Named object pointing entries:

★ ★ ★ ★ ★

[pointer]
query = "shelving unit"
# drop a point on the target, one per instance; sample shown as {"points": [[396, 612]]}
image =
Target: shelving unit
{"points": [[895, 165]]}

★ ★ ★ ★ ★

▸ Task statement
Rewrite the records above, swapping every occurrence of "shelving unit" for "bookcase" and leaving everything else unchanged.

▸ Task output
[pointer]
query = "bookcase"
# drop a point on the target, one per instance; sample shown as {"points": [[396, 612]]}
image =
Target: bookcase
{"points": [[895, 165]]}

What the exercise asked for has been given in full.